## Task description
Identify every line in the data below that contains the string "sleeve", and copy each of those lines in full. Case counts.

--- BEGIN ---

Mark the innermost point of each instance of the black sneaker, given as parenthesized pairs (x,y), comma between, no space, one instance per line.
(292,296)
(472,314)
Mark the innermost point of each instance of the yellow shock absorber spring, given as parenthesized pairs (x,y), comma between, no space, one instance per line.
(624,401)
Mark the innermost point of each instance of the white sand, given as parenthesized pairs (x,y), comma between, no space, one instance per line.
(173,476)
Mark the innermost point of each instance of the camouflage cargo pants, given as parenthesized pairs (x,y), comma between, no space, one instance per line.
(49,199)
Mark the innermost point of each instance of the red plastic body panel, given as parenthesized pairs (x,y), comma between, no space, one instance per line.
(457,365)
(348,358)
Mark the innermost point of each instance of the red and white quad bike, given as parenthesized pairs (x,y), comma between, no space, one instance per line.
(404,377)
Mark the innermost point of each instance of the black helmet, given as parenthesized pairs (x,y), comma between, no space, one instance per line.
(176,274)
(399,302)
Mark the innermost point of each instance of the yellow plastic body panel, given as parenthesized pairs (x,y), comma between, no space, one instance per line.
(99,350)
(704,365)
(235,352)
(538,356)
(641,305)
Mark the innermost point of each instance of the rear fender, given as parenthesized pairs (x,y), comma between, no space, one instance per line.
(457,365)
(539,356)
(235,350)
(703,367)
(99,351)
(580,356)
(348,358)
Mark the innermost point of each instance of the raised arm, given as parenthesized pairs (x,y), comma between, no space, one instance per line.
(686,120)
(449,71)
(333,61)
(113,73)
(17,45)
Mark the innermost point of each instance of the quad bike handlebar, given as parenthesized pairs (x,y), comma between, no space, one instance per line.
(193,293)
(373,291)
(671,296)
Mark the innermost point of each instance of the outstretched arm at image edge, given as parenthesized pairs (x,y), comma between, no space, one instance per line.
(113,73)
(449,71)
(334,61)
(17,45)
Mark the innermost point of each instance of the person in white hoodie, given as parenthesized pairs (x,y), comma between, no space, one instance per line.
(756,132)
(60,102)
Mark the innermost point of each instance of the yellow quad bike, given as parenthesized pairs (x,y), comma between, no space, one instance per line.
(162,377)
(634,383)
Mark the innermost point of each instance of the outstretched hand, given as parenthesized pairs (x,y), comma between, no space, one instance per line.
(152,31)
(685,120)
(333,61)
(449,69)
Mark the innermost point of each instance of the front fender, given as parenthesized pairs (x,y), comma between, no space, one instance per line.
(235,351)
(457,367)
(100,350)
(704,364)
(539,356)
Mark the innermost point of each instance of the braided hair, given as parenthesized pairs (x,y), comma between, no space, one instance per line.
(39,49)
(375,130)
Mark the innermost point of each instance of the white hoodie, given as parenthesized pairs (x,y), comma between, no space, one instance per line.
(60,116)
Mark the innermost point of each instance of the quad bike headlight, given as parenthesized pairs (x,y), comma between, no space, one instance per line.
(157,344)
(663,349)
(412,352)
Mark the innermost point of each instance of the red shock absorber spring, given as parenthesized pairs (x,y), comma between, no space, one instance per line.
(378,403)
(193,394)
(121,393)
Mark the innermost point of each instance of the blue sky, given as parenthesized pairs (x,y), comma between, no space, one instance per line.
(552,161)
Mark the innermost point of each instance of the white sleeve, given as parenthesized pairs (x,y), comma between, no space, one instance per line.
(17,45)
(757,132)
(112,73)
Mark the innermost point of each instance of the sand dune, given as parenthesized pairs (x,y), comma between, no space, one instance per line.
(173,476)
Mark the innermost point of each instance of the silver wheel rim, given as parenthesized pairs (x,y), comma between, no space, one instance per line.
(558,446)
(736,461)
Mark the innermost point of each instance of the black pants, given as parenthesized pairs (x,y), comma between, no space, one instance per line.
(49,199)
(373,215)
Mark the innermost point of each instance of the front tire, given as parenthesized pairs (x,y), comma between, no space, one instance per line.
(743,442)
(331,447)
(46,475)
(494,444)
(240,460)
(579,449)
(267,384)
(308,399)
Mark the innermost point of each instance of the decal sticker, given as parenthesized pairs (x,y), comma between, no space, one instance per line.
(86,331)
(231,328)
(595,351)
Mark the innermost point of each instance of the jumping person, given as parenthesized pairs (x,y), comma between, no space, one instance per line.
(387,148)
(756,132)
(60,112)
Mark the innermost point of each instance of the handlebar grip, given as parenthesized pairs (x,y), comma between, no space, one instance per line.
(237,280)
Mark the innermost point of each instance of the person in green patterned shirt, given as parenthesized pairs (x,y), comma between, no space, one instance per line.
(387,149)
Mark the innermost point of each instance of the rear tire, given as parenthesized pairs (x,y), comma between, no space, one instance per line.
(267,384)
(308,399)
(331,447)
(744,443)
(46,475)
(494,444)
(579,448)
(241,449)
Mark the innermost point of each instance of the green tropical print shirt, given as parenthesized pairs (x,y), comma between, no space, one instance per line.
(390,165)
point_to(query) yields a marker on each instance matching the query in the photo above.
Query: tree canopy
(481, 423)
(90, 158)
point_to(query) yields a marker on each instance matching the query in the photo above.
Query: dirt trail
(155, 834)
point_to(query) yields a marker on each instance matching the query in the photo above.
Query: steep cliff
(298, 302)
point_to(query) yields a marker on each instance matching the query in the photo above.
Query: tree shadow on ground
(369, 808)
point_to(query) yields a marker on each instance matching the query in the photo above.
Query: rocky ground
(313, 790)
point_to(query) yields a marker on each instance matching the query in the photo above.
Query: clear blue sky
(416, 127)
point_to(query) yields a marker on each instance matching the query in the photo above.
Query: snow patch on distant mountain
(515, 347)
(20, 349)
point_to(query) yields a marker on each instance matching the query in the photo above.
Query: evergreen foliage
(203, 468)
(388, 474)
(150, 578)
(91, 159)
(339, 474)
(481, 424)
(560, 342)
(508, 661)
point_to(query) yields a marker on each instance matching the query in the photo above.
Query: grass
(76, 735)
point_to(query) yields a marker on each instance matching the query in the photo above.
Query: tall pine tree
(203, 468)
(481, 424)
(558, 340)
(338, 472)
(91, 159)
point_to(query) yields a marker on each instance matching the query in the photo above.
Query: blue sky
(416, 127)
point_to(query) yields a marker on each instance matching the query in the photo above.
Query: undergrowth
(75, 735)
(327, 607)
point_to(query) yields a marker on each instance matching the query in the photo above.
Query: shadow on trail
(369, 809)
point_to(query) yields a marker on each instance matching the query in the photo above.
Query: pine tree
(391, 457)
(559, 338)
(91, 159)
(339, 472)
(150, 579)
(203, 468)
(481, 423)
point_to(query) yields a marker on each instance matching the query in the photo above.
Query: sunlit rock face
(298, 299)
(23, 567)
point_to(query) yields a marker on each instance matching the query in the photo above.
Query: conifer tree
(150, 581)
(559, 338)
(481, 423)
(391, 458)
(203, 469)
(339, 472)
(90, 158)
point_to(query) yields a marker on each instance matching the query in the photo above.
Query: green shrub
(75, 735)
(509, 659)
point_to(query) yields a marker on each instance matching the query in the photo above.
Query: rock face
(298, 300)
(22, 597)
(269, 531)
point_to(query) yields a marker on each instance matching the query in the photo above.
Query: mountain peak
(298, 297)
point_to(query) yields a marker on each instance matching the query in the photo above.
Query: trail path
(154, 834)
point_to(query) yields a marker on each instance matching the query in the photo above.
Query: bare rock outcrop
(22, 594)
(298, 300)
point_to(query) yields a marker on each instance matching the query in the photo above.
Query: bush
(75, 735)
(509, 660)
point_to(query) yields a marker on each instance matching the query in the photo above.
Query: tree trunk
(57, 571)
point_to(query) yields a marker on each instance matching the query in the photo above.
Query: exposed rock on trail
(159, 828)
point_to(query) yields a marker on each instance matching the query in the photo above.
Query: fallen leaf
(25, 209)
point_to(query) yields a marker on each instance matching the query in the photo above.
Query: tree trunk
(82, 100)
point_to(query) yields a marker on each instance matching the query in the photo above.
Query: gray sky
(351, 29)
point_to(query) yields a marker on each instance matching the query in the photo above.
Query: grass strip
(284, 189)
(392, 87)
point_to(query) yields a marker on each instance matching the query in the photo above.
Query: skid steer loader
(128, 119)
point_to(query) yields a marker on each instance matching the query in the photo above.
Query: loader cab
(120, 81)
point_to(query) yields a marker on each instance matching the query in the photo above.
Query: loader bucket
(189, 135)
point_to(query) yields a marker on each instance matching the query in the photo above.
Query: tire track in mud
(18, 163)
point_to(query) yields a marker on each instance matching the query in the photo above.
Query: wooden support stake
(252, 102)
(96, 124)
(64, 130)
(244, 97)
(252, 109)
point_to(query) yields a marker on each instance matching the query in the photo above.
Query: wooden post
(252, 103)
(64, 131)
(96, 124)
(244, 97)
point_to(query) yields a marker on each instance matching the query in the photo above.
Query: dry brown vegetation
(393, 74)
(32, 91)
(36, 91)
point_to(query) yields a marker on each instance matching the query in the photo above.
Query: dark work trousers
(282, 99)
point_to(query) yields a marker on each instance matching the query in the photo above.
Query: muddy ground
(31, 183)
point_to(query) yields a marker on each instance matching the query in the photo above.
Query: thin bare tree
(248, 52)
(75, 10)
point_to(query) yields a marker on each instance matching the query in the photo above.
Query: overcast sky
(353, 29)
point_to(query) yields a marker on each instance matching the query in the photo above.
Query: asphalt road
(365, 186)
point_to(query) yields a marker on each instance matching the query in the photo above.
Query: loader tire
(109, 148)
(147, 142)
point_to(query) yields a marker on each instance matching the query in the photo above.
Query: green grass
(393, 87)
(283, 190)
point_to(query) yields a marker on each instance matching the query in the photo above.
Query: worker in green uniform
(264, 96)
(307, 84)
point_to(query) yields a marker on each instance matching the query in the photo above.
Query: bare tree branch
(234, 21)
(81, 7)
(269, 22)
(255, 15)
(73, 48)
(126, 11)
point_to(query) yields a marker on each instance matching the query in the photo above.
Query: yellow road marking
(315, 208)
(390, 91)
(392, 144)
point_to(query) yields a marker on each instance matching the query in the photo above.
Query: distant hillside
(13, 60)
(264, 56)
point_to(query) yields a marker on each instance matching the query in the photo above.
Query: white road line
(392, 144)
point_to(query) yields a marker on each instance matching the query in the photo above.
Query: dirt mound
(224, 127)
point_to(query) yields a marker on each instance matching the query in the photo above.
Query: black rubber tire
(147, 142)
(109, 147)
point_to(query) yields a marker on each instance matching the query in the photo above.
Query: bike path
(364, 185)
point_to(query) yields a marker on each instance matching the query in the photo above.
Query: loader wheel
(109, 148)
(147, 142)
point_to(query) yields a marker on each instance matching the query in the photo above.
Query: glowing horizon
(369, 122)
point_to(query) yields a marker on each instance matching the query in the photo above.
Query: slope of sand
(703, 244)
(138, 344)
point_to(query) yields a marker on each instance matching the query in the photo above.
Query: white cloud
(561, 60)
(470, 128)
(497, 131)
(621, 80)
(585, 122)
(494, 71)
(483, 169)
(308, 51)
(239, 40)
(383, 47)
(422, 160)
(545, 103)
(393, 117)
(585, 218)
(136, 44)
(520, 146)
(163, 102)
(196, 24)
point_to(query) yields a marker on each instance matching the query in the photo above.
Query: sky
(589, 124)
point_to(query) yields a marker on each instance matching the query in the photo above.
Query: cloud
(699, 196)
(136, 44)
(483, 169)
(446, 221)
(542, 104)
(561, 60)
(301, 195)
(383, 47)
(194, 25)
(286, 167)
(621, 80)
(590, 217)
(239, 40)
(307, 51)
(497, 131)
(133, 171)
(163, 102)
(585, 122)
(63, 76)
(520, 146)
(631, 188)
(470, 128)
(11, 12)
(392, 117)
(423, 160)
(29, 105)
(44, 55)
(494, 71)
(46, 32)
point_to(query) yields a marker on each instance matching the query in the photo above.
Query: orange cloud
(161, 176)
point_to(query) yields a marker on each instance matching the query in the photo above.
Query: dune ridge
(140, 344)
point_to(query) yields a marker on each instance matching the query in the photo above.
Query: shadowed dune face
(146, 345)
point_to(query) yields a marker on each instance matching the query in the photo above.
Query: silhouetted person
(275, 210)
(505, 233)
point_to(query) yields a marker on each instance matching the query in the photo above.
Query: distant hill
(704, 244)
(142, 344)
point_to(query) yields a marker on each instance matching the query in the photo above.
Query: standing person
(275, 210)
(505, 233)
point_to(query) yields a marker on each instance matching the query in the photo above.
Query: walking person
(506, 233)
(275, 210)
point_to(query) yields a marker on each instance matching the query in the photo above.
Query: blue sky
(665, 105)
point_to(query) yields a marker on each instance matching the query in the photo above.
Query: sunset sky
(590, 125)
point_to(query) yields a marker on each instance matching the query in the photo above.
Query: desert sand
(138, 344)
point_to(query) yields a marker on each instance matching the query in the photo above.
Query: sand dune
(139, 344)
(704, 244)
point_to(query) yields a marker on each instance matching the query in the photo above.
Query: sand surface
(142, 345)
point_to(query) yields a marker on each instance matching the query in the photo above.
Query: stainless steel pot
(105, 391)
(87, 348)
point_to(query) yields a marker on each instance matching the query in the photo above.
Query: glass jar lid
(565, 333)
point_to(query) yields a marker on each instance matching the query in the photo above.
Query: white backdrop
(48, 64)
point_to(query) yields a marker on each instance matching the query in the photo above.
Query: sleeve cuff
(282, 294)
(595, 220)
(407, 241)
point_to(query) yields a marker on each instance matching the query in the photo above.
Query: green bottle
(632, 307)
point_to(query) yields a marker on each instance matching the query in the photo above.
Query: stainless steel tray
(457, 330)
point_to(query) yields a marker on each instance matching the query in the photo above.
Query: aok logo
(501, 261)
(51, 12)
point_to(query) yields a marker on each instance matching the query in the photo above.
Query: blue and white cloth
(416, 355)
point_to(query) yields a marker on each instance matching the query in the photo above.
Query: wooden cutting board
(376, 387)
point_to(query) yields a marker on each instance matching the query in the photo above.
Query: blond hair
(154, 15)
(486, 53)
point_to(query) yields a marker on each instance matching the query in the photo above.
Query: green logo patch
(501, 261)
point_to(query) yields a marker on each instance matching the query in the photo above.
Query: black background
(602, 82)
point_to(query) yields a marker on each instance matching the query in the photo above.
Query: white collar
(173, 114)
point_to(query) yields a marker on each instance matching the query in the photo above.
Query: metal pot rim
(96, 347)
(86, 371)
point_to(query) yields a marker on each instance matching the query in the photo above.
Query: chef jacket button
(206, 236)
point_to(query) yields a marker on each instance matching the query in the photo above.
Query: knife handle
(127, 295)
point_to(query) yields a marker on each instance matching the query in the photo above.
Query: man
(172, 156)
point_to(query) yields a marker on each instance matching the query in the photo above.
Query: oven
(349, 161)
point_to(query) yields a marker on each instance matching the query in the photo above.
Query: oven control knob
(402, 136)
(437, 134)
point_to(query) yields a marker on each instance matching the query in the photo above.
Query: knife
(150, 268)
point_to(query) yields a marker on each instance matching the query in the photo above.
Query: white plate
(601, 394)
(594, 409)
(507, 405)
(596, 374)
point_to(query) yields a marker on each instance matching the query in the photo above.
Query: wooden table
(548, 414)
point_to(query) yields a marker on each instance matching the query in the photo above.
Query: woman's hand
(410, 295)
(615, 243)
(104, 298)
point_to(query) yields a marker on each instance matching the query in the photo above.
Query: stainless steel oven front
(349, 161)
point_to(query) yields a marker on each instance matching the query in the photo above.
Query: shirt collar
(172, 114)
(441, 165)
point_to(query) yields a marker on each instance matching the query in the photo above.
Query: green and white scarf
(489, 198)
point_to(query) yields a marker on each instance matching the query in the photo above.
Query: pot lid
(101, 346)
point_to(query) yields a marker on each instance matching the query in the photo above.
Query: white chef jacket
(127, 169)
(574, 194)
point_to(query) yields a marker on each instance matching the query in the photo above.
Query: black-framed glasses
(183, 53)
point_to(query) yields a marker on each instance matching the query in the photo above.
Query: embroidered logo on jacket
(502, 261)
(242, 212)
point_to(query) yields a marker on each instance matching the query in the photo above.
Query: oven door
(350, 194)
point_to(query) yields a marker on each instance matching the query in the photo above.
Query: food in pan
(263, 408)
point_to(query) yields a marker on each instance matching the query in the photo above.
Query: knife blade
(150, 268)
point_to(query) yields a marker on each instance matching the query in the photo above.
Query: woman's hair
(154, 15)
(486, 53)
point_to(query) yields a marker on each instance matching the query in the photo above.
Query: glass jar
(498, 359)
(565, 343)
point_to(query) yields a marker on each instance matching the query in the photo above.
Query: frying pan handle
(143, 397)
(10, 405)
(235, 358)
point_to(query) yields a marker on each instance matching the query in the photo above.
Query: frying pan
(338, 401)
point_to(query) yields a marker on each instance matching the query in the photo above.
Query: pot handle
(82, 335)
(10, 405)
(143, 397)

--- END ---

## Output for this task
Mark the innermost point of each instance of the white sleeve, given as parenthesized pairs (x,y), comma between, no space, one instance per line.
Query: sleeve cuff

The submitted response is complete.